Excerpts of pointing data

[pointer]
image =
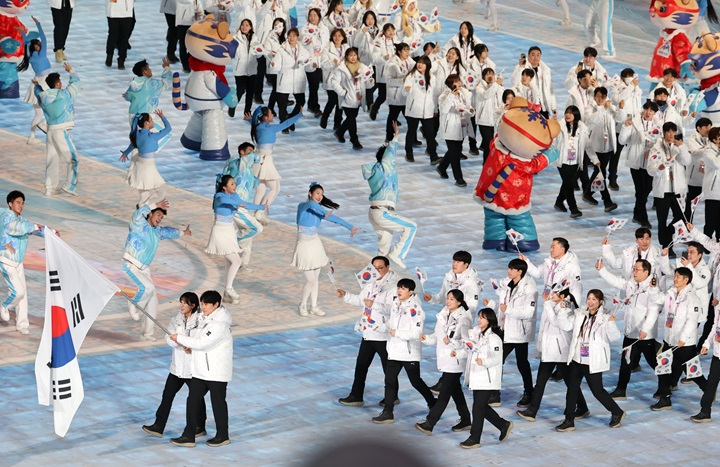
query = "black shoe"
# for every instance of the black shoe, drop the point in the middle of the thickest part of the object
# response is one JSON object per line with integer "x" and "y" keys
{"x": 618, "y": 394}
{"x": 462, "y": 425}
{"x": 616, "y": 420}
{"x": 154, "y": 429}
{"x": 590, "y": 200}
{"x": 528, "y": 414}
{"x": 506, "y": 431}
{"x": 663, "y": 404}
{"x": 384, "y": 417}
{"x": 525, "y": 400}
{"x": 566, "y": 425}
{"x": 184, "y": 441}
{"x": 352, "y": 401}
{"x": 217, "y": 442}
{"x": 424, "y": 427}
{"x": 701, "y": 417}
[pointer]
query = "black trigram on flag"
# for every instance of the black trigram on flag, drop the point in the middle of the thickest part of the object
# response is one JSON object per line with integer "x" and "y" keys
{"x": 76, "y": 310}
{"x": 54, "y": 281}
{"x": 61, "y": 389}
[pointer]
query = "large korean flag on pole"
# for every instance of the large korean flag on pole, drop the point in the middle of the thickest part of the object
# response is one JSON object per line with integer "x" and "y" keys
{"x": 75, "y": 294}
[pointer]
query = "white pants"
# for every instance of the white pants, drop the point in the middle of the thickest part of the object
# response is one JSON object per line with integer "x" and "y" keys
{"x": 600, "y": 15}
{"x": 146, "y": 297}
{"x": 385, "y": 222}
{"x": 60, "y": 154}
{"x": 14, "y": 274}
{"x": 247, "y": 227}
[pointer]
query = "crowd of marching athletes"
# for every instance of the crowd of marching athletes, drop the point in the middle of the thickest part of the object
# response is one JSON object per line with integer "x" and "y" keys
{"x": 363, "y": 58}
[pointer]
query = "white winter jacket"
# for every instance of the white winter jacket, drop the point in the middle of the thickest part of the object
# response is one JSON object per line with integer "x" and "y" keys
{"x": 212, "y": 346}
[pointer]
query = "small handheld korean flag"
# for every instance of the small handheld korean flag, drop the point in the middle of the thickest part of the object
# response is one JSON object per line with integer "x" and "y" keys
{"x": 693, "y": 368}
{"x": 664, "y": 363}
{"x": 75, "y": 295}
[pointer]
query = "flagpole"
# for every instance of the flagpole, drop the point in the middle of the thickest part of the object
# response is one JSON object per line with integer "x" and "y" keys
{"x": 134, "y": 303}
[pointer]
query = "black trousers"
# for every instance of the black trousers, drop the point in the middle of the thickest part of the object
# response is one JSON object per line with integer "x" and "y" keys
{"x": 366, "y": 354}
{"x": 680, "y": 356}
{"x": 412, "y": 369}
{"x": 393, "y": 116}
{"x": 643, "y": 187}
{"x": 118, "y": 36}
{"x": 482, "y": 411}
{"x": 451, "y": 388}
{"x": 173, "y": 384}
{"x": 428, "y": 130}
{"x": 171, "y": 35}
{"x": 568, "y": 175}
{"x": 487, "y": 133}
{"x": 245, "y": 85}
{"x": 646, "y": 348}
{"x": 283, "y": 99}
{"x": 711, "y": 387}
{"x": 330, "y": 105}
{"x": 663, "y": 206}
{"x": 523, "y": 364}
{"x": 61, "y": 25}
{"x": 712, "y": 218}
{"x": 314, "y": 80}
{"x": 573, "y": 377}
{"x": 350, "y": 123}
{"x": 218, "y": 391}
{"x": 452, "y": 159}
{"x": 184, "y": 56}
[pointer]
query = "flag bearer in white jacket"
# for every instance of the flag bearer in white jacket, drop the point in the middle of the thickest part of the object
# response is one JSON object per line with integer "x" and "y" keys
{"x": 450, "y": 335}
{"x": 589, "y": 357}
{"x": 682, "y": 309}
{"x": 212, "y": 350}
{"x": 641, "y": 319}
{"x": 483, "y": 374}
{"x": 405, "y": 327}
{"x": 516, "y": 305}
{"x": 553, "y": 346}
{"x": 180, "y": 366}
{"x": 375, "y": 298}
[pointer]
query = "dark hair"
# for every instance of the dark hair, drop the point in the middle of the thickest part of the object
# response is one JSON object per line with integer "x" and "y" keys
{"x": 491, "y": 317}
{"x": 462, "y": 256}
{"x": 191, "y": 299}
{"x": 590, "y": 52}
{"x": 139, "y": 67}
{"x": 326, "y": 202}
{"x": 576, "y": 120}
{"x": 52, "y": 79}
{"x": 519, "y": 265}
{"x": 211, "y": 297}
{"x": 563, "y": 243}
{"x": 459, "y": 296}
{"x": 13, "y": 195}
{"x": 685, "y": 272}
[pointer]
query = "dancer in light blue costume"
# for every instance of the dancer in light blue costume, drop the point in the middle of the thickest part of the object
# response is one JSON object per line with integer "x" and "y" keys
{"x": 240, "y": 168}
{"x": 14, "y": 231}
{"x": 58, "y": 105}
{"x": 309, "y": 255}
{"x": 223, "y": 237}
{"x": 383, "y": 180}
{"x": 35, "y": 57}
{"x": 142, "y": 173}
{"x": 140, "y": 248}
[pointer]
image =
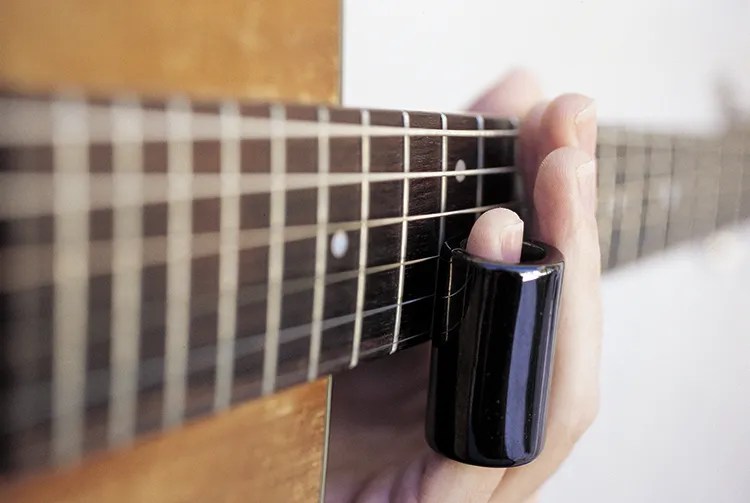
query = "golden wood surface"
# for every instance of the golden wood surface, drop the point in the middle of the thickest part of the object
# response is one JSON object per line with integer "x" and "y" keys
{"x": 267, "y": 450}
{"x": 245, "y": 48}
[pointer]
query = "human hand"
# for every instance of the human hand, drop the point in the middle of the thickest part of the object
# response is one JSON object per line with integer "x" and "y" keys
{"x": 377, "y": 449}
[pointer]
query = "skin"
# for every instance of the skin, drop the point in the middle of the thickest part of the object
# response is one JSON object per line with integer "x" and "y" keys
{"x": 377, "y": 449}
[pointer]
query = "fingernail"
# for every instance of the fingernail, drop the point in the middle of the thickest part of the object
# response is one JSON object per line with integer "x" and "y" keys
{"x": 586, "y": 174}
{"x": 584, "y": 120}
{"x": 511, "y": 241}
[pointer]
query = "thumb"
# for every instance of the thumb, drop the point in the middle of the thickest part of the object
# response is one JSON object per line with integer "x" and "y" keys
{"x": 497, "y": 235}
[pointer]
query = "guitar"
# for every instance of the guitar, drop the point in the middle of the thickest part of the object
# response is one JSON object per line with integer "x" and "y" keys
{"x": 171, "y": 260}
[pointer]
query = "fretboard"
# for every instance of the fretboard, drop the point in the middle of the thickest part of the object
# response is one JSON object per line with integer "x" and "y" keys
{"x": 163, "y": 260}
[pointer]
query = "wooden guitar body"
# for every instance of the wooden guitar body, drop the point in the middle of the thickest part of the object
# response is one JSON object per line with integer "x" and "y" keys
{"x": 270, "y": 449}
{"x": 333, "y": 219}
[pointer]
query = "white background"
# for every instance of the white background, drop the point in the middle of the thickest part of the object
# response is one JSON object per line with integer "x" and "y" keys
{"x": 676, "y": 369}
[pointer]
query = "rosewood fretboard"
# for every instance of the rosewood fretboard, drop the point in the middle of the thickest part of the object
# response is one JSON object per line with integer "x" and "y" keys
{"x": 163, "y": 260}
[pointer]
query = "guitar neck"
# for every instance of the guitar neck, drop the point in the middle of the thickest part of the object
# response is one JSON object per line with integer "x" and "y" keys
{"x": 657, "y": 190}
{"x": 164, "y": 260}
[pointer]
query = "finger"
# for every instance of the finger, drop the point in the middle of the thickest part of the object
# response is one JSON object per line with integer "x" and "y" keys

GOAL OF THE EXERCISE: Skip every picture and transcribe the data above exactly.

RESULT:
[pointer]
image =
query = "black shoe"
# for every instance of the black shoe, drop the point in the middle of the thickest part of the object
# response is one JSON object per line with integer "x" and "y" keys
{"x": 618, "y": 394}
{"x": 462, "y": 425}
{"x": 616, "y": 420}
{"x": 154, "y": 429}
{"x": 590, "y": 200}
{"x": 528, "y": 414}
{"x": 506, "y": 431}
{"x": 663, "y": 404}
{"x": 384, "y": 417}
{"x": 525, "y": 400}
{"x": 566, "y": 425}
{"x": 184, "y": 441}
{"x": 352, "y": 401}
{"x": 217, "y": 442}
{"x": 424, "y": 427}
{"x": 701, "y": 417}
[pointer]
query = "black trigram on flag"
# for every instance of the black trigram on flag, drop the point in the middle of the thickest part of the object
# response is one JSON object per line with integer "x" and "y" keys
{"x": 76, "y": 310}
{"x": 54, "y": 281}
{"x": 61, "y": 389}
[pointer]
query = "large korean flag on pole"
# for every instance of the large korean flag on pole, drop the point in the middle of the thickest part of the object
# response is one JSON object per line with integer "x" and "y" keys
{"x": 75, "y": 294}
[pointer]
query = "white pants"
# for every instance of the white pants, drop the point in the middle of the thickest part of the object
# response is one JSON object per line with integer "x" and "y" keys
{"x": 600, "y": 15}
{"x": 146, "y": 297}
{"x": 385, "y": 222}
{"x": 60, "y": 154}
{"x": 14, "y": 274}
{"x": 247, "y": 227}
[pointer]
query = "crowd of marching athletes"
# for every instance of the crowd of marching athletes, drop the point in the middle of the thickest part of the object
# response is one JSON object per line with integer "x" and "y" keys
{"x": 363, "y": 58}
[pointer]
query = "white winter jacket"
# for every instance of the white winter jacket, drop the point in the middle of the thickest part of the object
# response is one JSON object per line with integer "x" and "y" keys
{"x": 212, "y": 346}
[pointer]
query = "small handheld korean flag"
# for every instance of the small handheld korean flag, drop the point in the middle of the thickest part of the object
# response is one JSON object per line with integer "x" and "y" keys
{"x": 693, "y": 368}
{"x": 664, "y": 363}
{"x": 75, "y": 295}
[pointer]
query = "flagpole"
# for every instance of the flagpole, drop the point in the middle of the thickest part of the object
# response is one JSON object per line with integer "x" and "y" keys
{"x": 134, "y": 303}
[pointer]
query = "black trousers"
# for every instance of the black trousers, drop the point in the middle of the thickest part of the object
# response is one JSON object per line with integer "x" and "y" keys
{"x": 366, "y": 354}
{"x": 680, "y": 356}
{"x": 412, "y": 369}
{"x": 393, "y": 116}
{"x": 643, "y": 187}
{"x": 118, "y": 36}
{"x": 482, "y": 411}
{"x": 451, "y": 388}
{"x": 173, "y": 384}
{"x": 428, "y": 130}
{"x": 171, "y": 35}
{"x": 568, "y": 175}
{"x": 487, "y": 133}
{"x": 245, "y": 85}
{"x": 646, "y": 348}
{"x": 283, "y": 99}
{"x": 711, "y": 387}
{"x": 330, "y": 105}
{"x": 663, "y": 206}
{"x": 523, "y": 364}
{"x": 61, "y": 25}
{"x": 712, "y": 218}
{"x": 314, "y": 80}
{"x": 573, "y": 377}
{"x": 350, "y": 123}
{"x": 218, "y": 391}
{"x": 452, "y": 159}
{"x": 184, "y": 56}
[pointer]
query = "flag bearer in white jacket"
# for every instance of the flag bearer in white jacket, drop the point in the middle of the thickest part of the object
# response is one JSON object per line with integer "x" and "y" keys
{"x": 450, "y": 335}
{"x": 589, "y": 357}
{"x": 682, "y": 309}
{"x": 212, "y": 350}
{"x": 641, "y": 319}
{"x": 483, "y": 374}
{"x": 405, "y": 327}
{"x": 516, "y": 305}
{"x": 553, "y": 346}
{"x": 180, "y": 366}
{"x": 375, "y": 298}
[pointer]
query = "dark hair"
# for every instance of the dark hair, drop the point in the middle of the thickest part of the object
# response is one JSON object per line with integer "x" and "y" keys
{"x": 491, "y": 317}
{"x": 462, "y": 256}
{"x": 191, "y": 299}
{"x": 590, "y": 52}
{"x": 139, "y": 67}
{"x": 326, "y": 202}
{"x": 576, "y": 120}
{"x": 52, "y": 79}
{"x": 519, "y": 265}
{"x": 211, "y": 297}
{"x": 563, "y": 243}
{"x": 459, "y": 296}
{"x": 13, "y": 195}
{"x": 685, "y": 272}
[pointer]
query = "dancer in light blue costume"
# for every instance of the dancer in light blue costume, drop the point in the middle of the thickest part of the object
# response is one JSON object per line with integer "x" and "y" keys
{"x": 240, "y": 168}
{"x": 14, "y": 231}
{"x": 58, "y": 105}
{"x": 309, "y": 255}
{"x": 223, "y": 237}
{"x": 383, "y": 180}
{"x": 35, "y": 57}
{"x": 142, "y": 173}
{"x": 140, "y": 248}
[pointer]
image =
query = "golden wood surface"
# for every instance of the golden wood surface, drop the point in the middle of the thickest part of the object
# response is one JSON object per line with integer "x" and "y" keys
{"x": 267, "y": 450}
{"x": 245, "y": 48}
[pointer]
query = "human hand"
# for every instance of the human hand, drop the point in the middle of the thickest part of the object
# response is one JSON object per line with integer "x" and "y" keys
{"x": 377, "y": 449}
[pointer]
query = "skin"
# for every instance of the skin, drop the point in the middle of the thickest part of the object
# response is one JSON object per line with integer "x" and "y" keys
{"x": 377, "y": 449}
[pointer]
query = "fingernail"
# for every instance of the fingernail, drop the point in the middle of the thickest part of the object
# response is one JSON object per line with integer "x" and "y" keys
{"x": 586, "y": 174}
{"x": 584, "y": 120}
{"x": 511, "y": 241}
[pointer]
query = "thumb"
# for every instance of the thumb, drop the point in the middle of the thickest part of the object
# response is one JSON object per line with integer "x" and "y" keys
{"x": 497, "y": 235}
[pointer]
query = "guitar"
# for every instance of the guitar, drop the point in the middle of the thickest part of the object
# response is one JSON object per line with integer "x" and "y" keys
{"x": 171, "y": 260}
[pointer]
query = "fretboard"
# for every instance of the fretboard, drop the point in the middle of the thickest part of the object
# response is one JSON object per line with integer "x" and "y" keys
{"x": 163, "y": 260}
[pointer]
query = "wooden guitar body"
# for every instance of the wooden guitar body, drop the point in the middle of the thickest part of the object
# response is one JSON object per line with integer "x" and "y" keys
{"x": 270, "y": 449}
{"x": 333, "y": 219}
[pointer]
query = "white background"
# for every instance of the white background, drop the point in the middle of the thickest part of the object
# response is one JSON object per line with integer "x" and "y" keys
{"x": 676, "y": 369}
[pointer]
query = "rosewood fretboard"
# for every instance of the rosewood fretboard, drop the point in the middle of the thickest part of the object
# response is one JSON object per line with integer "x" and "y" keys
{"x": 163, "y": 260}
[pointer]
query = "guitar neck"
# for every instance of the guitar neck, drop the point in the middle of the thickest part of the object
# response is one JSON object per line with integer "x" and "y" keys
{"x": 657, "y": 190}
{"x": 164, "y": 260}
[pointer]
query = "finger"
# for every instance of the finger, drop the point in the middle of the thickest part of the object
# response is one JSON object per line with integer "x" and "y" keys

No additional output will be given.